▶ [Task item A]
From the article on surveillance COVID-19 testing, quote the passage that begins at the words "The newly implemented" and stops after "the following weeks.".
▶ [Task item B]
In the article on surveillance COVID-19 testing, on what date did One Manhattan send the email announcing the new testing protocol?

By, Josh Grewal, Assistant Social Media Editor
A new protocol for mandatory surveillance COVID-19 testing in the current spring 2022 semester was announced in an email sent by One Manhattan on Feb. 10, which has resulted in some confusion amongst the community.
The newly implemented protocol seems to be more of a prevention precaution and data survey. The information allocated from the testing will likely shape how precautions should be taken in the following weeks.
“We are conducting surveillance testing in order to better identify trends in positive cases on campus as the Omicron variant still spreads, albeit in a diminished capacity. Testing results will also provide us with more data as we evaluate any changes in guidance from city, state and federal health officials,” the One Manhattan team wrote in the email.
Director of media relations and strategic communications, Pete McHugh, spoke to The Quadrangle again regarding the new situations regarding surveillance testing, emphasizing the need for surveillance testing in the first place on campus.

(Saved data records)
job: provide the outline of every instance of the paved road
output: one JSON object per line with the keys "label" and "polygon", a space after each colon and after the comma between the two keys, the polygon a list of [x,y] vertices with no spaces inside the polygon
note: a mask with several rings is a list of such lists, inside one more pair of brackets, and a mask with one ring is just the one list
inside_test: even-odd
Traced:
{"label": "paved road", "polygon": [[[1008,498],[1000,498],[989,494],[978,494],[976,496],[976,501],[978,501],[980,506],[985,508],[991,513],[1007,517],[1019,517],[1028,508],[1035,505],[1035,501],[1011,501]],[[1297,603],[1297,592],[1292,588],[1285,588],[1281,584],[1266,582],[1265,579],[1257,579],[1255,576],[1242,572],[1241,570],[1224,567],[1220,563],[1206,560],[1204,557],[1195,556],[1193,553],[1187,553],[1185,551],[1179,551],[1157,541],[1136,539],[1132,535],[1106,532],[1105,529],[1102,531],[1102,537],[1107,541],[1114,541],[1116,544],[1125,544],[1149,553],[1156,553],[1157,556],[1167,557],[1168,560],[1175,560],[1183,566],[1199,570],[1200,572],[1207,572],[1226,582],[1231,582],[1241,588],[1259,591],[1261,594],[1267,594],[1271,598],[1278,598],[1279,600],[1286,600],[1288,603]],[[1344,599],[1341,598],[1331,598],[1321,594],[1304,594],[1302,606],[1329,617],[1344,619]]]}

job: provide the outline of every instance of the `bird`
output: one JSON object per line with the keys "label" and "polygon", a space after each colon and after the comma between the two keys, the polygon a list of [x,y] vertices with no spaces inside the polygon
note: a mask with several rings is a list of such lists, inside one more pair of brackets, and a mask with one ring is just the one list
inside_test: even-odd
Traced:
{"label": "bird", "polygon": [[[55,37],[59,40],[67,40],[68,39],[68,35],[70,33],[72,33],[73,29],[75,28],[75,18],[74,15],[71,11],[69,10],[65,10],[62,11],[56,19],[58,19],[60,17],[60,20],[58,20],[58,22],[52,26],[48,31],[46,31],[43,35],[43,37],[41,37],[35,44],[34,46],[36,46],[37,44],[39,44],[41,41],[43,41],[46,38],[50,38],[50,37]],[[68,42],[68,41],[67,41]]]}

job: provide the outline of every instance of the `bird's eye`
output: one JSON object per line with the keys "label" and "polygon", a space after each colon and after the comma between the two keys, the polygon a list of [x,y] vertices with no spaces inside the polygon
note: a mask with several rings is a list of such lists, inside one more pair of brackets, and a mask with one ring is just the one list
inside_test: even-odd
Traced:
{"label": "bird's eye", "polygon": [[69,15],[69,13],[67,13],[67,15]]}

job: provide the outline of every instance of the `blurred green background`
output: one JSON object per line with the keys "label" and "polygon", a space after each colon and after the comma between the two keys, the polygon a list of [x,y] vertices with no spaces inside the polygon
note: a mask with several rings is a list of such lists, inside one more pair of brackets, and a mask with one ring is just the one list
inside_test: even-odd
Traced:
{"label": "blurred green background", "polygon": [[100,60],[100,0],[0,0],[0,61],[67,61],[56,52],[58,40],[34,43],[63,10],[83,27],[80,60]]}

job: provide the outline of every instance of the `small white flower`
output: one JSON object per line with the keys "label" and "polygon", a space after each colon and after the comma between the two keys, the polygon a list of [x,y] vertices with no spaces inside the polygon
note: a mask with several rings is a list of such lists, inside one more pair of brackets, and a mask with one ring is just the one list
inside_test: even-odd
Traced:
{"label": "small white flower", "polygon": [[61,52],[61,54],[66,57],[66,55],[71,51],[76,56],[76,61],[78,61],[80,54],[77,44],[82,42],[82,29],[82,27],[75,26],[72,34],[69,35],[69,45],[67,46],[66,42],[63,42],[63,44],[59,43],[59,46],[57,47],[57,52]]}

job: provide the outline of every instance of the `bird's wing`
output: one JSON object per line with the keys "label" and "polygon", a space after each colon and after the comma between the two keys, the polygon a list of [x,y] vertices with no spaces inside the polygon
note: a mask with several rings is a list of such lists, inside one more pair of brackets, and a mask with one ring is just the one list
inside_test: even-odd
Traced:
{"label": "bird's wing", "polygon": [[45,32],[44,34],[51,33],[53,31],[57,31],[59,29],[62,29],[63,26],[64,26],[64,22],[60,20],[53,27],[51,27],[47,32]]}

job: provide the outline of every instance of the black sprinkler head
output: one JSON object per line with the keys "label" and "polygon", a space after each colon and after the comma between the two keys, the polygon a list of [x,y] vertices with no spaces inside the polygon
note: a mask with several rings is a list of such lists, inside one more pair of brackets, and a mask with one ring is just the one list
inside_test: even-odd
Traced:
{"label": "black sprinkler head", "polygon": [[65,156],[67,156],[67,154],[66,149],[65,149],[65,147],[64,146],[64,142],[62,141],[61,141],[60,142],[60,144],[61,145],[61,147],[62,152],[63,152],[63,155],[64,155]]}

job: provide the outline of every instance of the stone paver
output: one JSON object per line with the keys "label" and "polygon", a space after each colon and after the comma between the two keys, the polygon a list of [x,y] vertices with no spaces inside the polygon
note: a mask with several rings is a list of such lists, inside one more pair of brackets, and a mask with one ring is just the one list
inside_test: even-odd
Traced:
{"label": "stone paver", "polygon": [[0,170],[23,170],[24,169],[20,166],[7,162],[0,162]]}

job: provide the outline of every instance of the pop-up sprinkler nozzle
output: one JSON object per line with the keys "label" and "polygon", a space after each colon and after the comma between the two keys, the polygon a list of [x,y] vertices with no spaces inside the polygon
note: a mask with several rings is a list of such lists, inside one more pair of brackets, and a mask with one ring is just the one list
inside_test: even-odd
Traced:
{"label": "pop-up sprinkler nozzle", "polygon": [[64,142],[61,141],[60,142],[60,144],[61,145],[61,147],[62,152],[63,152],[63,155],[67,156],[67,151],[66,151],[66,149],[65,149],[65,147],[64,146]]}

▶ [Task result A]
The newly implemented protocol seems to be more of a prevention precaution and data survey. The information allocated from the testing will likely shape how precautions should be taken in the following weeks.

▶ [Task result B]
Feb. 10